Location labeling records

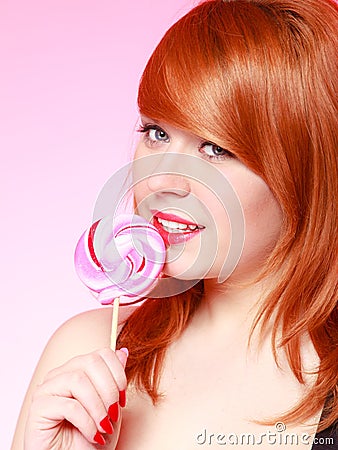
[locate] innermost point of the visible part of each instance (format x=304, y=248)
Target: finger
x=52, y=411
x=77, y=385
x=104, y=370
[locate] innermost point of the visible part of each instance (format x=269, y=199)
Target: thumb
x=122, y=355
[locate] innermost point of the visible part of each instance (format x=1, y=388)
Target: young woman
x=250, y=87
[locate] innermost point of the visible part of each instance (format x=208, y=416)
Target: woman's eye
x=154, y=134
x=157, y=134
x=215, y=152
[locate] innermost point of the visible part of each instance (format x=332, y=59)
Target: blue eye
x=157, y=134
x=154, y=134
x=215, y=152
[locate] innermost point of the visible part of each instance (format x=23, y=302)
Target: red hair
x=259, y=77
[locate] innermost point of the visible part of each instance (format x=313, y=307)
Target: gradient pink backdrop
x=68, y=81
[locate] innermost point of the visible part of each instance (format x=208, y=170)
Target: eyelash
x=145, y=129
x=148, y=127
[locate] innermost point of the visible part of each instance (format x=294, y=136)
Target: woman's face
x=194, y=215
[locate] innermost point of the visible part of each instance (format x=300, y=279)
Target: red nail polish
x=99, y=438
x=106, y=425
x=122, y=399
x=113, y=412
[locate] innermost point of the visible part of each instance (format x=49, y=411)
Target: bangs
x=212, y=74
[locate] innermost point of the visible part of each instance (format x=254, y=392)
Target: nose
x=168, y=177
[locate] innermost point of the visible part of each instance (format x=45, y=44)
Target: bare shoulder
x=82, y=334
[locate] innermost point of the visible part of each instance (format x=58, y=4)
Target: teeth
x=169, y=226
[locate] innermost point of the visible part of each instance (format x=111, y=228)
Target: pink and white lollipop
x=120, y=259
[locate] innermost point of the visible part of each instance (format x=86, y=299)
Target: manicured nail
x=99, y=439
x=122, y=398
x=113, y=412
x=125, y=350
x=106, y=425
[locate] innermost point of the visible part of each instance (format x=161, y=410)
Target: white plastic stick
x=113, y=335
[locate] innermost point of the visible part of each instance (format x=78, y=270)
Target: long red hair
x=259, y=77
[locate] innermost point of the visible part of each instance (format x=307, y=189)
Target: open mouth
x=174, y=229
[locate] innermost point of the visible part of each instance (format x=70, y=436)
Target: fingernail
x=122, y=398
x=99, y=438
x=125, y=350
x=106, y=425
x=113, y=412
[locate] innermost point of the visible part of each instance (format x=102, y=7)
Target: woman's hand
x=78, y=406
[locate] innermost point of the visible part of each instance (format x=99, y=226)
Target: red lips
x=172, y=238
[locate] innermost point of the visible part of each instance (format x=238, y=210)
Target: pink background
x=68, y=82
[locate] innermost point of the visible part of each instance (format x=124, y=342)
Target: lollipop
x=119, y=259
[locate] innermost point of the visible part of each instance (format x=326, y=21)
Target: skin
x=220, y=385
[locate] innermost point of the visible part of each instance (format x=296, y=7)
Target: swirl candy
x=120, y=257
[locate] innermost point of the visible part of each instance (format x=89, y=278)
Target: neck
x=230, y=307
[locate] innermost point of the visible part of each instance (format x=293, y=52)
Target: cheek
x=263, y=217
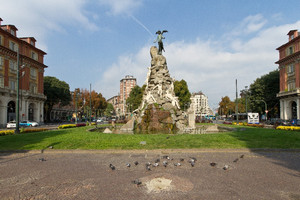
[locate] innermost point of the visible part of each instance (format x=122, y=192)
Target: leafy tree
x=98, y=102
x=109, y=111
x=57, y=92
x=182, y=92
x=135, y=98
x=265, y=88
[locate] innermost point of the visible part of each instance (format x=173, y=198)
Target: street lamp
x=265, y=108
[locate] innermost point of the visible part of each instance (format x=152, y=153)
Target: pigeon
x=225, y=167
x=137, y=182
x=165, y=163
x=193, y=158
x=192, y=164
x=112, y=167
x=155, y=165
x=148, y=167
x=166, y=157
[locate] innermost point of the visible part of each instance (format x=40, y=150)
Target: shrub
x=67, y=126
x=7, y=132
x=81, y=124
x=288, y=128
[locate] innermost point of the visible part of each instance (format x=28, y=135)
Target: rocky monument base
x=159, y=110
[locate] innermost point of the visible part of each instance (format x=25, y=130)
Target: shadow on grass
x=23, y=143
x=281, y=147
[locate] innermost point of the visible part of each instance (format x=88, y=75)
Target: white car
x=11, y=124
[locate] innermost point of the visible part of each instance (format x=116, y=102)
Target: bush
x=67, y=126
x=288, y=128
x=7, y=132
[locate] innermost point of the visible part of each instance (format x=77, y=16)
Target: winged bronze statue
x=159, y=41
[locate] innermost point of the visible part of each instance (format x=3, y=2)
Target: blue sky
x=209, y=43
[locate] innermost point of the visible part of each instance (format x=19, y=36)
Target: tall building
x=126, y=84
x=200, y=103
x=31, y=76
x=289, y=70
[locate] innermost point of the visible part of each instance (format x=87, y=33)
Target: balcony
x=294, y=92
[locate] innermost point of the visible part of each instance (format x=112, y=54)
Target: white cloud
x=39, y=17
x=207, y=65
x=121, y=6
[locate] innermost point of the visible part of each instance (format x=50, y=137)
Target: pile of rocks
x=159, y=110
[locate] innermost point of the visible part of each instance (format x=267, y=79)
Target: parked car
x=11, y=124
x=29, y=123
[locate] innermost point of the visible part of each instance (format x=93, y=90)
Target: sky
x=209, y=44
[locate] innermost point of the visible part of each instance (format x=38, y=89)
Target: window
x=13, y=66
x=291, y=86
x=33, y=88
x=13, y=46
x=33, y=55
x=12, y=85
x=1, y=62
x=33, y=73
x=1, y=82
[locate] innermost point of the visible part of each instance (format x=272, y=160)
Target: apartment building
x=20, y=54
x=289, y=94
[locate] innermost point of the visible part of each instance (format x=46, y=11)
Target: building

#### Challenge
Images should not appear in the copy; retype the listing above exactly.

#### Complete answer
[locate] innermost point of the visible part of each instance (format x=304, y=248)
Target: finger
x=52, y=411
x=77, y=385
x=104, y=370
[locate] innermost point of the visible part of each instance (format x=269, y=199)
Target: thumb
x=122, y=355
[locate] innermost point of the visible part of each instance (format x=1, y=388)
Target: young woman
x=250, y=87
[locate] innermost point of the visible part of each instance (format x=208, y=416)
Target: woman's eye
x=154, y=134
x=157, y=134
x=215, y=152
[locate] innermost point of the visible part of each instance (format x=332, y=59)
Target: blue eye
x=157, y=134
x=154, y=134
x=215, y=152
[locate] innermost point of the visible part of each instance (format x=23, y=302)
Target: red hair
x=259, y=77
[locate] innermost point of the visible part of each instance (format x=313, y=307)
Target: gradient pink backdrop
x=68, y=81
[locate] innermost point of the visible part of each instance (format x=208, y=170)
Target: eyelash
x=145, y=129
x=148, y=127
[locate] innermost point of the visible part of each instance (format x=294, y=136)
Target: woman's face
x=194, y=215
[locate] innermost point of the visible part of each instance (format x=300, y=279)
Target: red nail polish
x=99, y=438
x=106, y=425
x=122, y=399
x=113, y=412
[locate] innermost point of the visible part of each instance (format x=49, y=411)
Target: bangs
x=212, y=74
[locate] innermost point of the visible part of each instance (format x=254, y=392)
Target: nose
x=168, y=177
[locate] innermost point of the visible part of each instance (format x=45, y=44)
Target: bare shoulder
x=82, y=334
[locate] innermost point of the visible part of each instance (format x=58, y=4)
Target: teeth
x=169, y=226
[locate] innermost point of the visible part of each instance (format x=111, y=228)
Target: pink and white lollipop
x=120, y=259
[locate] innermost point of the visible part of each instance (format x=86, y=299)
Target: manicured nail
x=99, y=439
x=122, y=398
x=113, y=412
x=125, y=350
x=106, y=425
[locate] innermost point of the visible part of each instance (format x=161, y=410)
Target: white plastic stick
x=113, y=335
[locate] innermost point of the visible part of each instance (format x=78, y=270)
Target: long red hair
x=259, y=77
[locate] innermost point of the visible part of each instance (format x=307, y=189)
Target: open mouth
x=174, y=229
[locate] innermost point of the visible part of each instance (format x=70, y=436)
Target: fingernail
x=122, y=398
x=99, y=438
x=125, y=350
x=106, y=425
x=113, y=412
[locate] innermost point of the visible part of each instance (format x=102, y=7)
Target: woman's hand
x=78, y=406
[locate] innermost point of the visible part of each instance (format x=99, y=226)
Target: red lips
x=172, y=238
[locate] innermost point of the visible part of each instance (format x=238, y=210)
Target: pink background
x=68, y=82
[locate] innermost point of the visible part of each instance (format x=124, y=342)
Target: lollipop
x=119, y=259
[locate] innermost point of the visible part of each instance (format x=326, y=21)
Target: skin
x=220, y=385
[locate] innermost point of the visible part of each instance (format x=296, y=7)
Target: swirl candy
x=120, y=257
[locate] innermost point of the visible part of each instance (format x=89, y=278)
Target: neck
x=230, y=307
[locate] innermost point of the visible part of each instance (format x=293, y=52)
Target: cheek
x=263, y=217
[locate] innermost point of the visible part of each instance (format x=122, y=192)
Target: leafy tree
x=98, y=102
x=109, y=111
x=57, y=92
x=182, y=92
x=135, y=98
x=265, y=88
[locate] innermost point of the visible part of each instance (format x=173, y=198)
Target: street lamp
x=265, y=108
[locate] innermost point of the visible part of each instance (format x=152, y=153)
Target: pigeon
x=225, y=167
x=137, y=182
x=165, y=163
x=193, y=158
x=192, y=164
x=112, y=167
x=155, y=165
x=148, y=167
x=166, y=157
[locate] innermost point of the visible part of each instance (format x=40, y=150)
Target: shrub
x=67, y=126
x=7, y=132
x=81, y=124
x=288, y=128
[locate] innermost point of the visible part of each instance (format x=28, y=135)
Target: rocky monument base
x=159, y=110
[locate] innermost point of the visible part of each instance (format x=25, y=130)
Target: shadow on grass
x=23, y=143
x=281, y=147
[locate] innermost point of the visible part of each instance (format x=88, y=75)
Target: white car
x=11, y=124
[locate] innermost point of the visible part of each instance (format x=116, y=102)
Target: bush
x=67, y=126
x=288, y=128
x=7, y=132
[locate] innermost point of the visible part of each instance (format x=77, y=16)
Target: winged bronze statue
x=159, y=41
[locate] innermost point of the visible part of each instance (format x=3, y=2)
Target: blue sky
x=209, y=43
[locate] innermost point of the visible part of each instance (format x=19, y=36)
Target: tall building
x=126, y=84
x=200, y=103
x=31, y=76
x=289, y=70
[locate] innermost point of the visible part of each instance (format x=87, y=33)
Target: balcony
x=294, y=92
[locate] innermost point of the visible part of each instance (format x=112, y=54)
Target: white cloud
x=39, y=17
x=207, y=65
x=121, y=6
[locate] innermost point of the visible part of each instance (format x=50, y=137)
Target: pile of rocks
x=159, y=110
[locate] innermost point of the visible part of each instance (format x=267, y=79)
Target: parked car
x=11, y=124
x=29, y=123
[locate] innermost point of the visible part of each instance (format x=93, y=90)
Target: sky
x=209, y=44
[locate] innermost point of the visible part of each instance (format x=38, y=89)
Target: window
x=13, y=66
x=291, y=86
x=33, y=88
x=13, y=46
x=33, y=55
x=12, y=85
x=1, y=62
x=33, y=73
x=1, y=82
[locate] innermost point of the visible part of each instance (format x=272, y=160)
Target: apartment building
x=20, y=54
x=289, y=94
[locate] innermost point of the visible part of each instance (format x=46, y=11)
Target: building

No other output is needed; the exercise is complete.